» GIVEN RECORDS:
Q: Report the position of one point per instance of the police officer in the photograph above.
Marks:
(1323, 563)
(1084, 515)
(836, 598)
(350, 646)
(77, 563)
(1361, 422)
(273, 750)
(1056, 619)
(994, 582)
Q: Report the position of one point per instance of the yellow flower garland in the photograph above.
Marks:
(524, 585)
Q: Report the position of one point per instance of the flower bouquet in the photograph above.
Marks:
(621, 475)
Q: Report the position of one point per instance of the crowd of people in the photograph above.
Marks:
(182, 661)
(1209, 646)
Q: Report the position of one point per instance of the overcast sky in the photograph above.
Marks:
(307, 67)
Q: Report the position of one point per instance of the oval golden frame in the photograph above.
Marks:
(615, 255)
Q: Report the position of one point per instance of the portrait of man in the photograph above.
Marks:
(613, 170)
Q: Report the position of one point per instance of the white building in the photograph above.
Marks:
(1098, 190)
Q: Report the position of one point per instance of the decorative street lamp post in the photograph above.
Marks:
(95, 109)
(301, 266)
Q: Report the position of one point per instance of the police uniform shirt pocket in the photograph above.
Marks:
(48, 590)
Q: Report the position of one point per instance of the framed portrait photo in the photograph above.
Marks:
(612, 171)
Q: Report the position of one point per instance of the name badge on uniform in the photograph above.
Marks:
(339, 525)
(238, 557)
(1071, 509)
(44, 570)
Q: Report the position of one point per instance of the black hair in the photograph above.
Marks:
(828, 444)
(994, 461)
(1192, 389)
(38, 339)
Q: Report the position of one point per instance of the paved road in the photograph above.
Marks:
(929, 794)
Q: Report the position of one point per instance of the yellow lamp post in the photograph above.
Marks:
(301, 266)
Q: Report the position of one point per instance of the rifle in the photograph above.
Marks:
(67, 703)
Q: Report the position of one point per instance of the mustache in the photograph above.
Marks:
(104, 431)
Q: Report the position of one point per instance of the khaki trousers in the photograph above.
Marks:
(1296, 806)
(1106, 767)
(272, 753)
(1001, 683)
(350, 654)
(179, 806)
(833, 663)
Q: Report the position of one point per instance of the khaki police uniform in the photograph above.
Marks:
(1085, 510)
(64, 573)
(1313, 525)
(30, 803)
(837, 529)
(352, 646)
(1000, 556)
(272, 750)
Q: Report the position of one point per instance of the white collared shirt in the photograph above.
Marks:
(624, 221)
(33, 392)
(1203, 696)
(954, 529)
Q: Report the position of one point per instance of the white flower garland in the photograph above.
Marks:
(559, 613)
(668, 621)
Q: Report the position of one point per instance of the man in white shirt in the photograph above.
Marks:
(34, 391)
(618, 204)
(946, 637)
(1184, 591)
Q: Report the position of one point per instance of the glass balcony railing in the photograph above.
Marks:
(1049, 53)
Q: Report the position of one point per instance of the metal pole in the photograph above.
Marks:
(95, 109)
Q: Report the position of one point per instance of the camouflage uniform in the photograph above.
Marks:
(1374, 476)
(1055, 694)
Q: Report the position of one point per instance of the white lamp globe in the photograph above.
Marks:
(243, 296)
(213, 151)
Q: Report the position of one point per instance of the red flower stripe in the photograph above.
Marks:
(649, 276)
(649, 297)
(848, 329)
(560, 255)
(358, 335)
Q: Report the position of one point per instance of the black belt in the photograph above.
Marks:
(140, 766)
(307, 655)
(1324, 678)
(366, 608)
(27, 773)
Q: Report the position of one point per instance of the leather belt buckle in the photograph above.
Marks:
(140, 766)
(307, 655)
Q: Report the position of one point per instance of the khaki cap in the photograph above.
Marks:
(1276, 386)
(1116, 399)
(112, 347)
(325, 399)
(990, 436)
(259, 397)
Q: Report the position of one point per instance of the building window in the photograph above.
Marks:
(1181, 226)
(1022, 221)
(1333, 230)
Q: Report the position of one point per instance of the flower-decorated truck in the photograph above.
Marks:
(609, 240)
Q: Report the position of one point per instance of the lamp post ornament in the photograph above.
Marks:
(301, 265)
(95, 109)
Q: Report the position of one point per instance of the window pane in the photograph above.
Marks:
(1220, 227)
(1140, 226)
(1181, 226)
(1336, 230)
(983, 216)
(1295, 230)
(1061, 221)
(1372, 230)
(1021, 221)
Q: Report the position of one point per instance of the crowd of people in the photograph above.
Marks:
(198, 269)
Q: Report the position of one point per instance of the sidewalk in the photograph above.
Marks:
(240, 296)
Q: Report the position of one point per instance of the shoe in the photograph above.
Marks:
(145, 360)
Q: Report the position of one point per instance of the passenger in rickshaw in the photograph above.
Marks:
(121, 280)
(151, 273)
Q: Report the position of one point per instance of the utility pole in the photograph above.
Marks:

» INSTRUCTION: Swap "Report the position of" for "Give the location of" everywhere it occurs in the entries, and keep all other text in the entries unchanged.

» RESULT:
Q: Give the location of one point per instance of the police officer in the photograph above.
Marks:
(1323, 563)
(1084, 515)
(836, 598)
(350, 646)
(77, 563)
(1361, 422)
(273, 750)
(1056, 619)
(994, 582)
Q: Give the location of one point per instance of the yellow flower garland in the photograph above.
Marks:
(524, 585)
Q: Give the location of one point per instance of the flower bouquet in the photograph above.
Marks:
(621, 475)
Q: Give the location of one point per instance of the crowd of people in the photograph above.
Marks:
(182, 661)
(1209, 646)
Q: Give the location of one point per instance of the overcast sky in the photograph above.
Marks:
(307, 67)
Q: Give the location of one point per instance of the oval golden frame in the photograph above.
Marks:
(615, 255)
Q: Give the location of one point per instance of the portrait of man in the photograph above.
Marks:
(613, 170)
Q: Give the location of one point per instance of the white building in the photograph above.
Marks:
(1098, 190)
Q: Give the location of one point per instance of the decorative street lamp post in the photograph above.
Marks:
(95, 109)
(301, 266)
Q: Give the location of one point per instance of the police uniform shirt pocket in the photograph above.
Marks:
(48, 590)
Q: Give the location of one point per instance of the framed portrait photo in the photograph above.
Marks:
(612, 171)
Q: Give the location of one point per instance of the name badge on uniform in the photograph above.
Marks:
(339, 525)
(238, 557)
(1071, 509)
(44, 570)
Q: Give the location of one point per instance of the black hair in the photograph above.
Marks:
(828, 444)
(994, 461)
(1192, 389)
(38, 339)
Q: Give the location of one point per instance of the paved road in the photograph above.
Marks:
(929, 794)
Q: Give the location of one point per instance of the yellow lamp post in the photograph above.
Marks:
(301, 266)
Q: Give the location of one point per instance of the rifle in the photograph above.
Marks:
(67, 703)
Q: Give the location of one point per instance of the mustache in the photograph above.
Marks:
(104, 431)
Q: Give the location of one point per instance of the khaki trousers in the photograph above.
Marks:
(1296, 806)
(1106, 767)
(272, 753)
(1001, 683)
(350, 654)
(179, 806)
(833, 663)
Q: Give the location of one point per instance of the khaki police uniform in the photograph above.
Marks:
(1085, 510)
(64, 573)
(1313, 525)
(30, 803)
(837, 529)
(352, 646)
(1000, 556)
(272, 750)
Q: Give the location of one point per instance of the white collared shirt in the photograph above.
Marks:
(624, 221)
(33, 392)
(1203, 696)
(954, 529)
Q: Give the location of one point per instance of the white flower garland in the photograph above.
Marks:
(559, 613)
(668, 621)
Q: Give the location of one point per instance of the man in white shirt in the photograph above.
Marks:
(34, 391)
(618, 204)
(946, 637)
(1184, 591)
Q: Give the location of one point per instance of the glass balcony railing in the photograph above.
Marks:
(1049, 53)
Q: Give the location of one point per instance of the metal pole in the photograph above.
Marks:
(95, 109)
Q: Give the location of one point per instance of the camouflage uniform in the photograph above.
Marks:
(1374, 476)
(1055, 694)
Q: Give the location of one point per instance of the white lamp globe in the photograph above.
Marks:
(243, 296)
(213, 151)
Q: Give the location of one point per instance of the red flower stripe in the photograph above.
Marks:
(649, 276)
(649, 297)
(848, 329)
(560, 255)
(358, 335)
Q: Give the location of one point per instance of the black belt in the photograph above.
Marks:
(140, 766)
(307, 655)
(1324, 678)
(366, 608)
(27, 773)
Q: Give the location of one point per instance of the leather belt buckle in the photograph above.
Marks:
(140, 766)
(307, 655)
Q: Give the location of one point per instance of the khaki cap in the photograph above.
Marks:
(1276, 386)
(1116, 399)
(112, 347)
(325, 399)
(990, 436)
(259, 397)
Q: Give the location of one point per instance of the building window in the photograph above.
Marks:
(1181, 226)
(1022, 221)
(1333, 230)
Q: Give the location of one point per instance of the flower-decorated truck in the photograph above.
Marks:
(609, 240)
Q: Give the location of one point per instance of the lamp post ornament in the photograph above.
Marks:
(301, 265)
(95, 109)
Q: Give the location of one point per instance of the window pane in the photograph above.
Marks:
(1220, 227)
(1140, 226)
(1181, 226)
(1336, 230)
(983, 216)
(1295, 230)
(1061, 221)
(1372, 230)
(1021, 221)
Q: Give the location of one point per instance of the crowd of people in the photograph above.
Marks:
(198, 269)
Q: Give the location of one point per instance of the sidewalk in the photograph above.
Marks:
(240, 296)
Q: Give the location of one point per instance of the shoe in the photograph above.
Marks:
(145, 360)
Q: Give the location of one point per instance of the passenger in rickshaw in the photograph above.
Marks:
(121, 280)
(151, 273)
Q: Give the location of one point per instance of the utility pole in the photograph above.
Marks:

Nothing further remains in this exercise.